### Request:
Please change "tree trunk" to "lamppost" throughout the rows below, keep everything else as it is, and write the rows out again without the pictures.

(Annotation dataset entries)
::::::

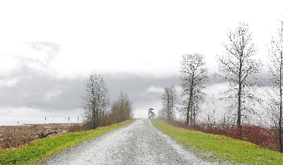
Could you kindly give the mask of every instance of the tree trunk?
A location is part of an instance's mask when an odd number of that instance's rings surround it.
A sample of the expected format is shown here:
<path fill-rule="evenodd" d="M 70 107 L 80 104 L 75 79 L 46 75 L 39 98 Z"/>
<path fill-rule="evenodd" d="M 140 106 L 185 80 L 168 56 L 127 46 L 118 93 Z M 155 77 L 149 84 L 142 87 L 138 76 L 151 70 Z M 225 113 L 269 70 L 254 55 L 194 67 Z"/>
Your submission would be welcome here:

::::::

### Complete answer:
Could you kindly give the mask of every instance of the lamppost?
A location is part of an instance's mask when an odd number of that instance's rings surround it.
A sample of the expected format is shown here:
<path fill-rule="evenodd" d="M 70 107 L 80 104 L 75 79 L 46 75 L 39 98 Z"/>
<path fill-rule="evenodd" d="M 140 106 L 185 80 L 168 56 L 127 46 L 118 93 Z M 155 77 L 149 84 L 142 87 L 138 76 L 151 70 Z M 225 113 L 269 70 L 254 55 L 194 67 Z"/>
Your submission would be welcome here:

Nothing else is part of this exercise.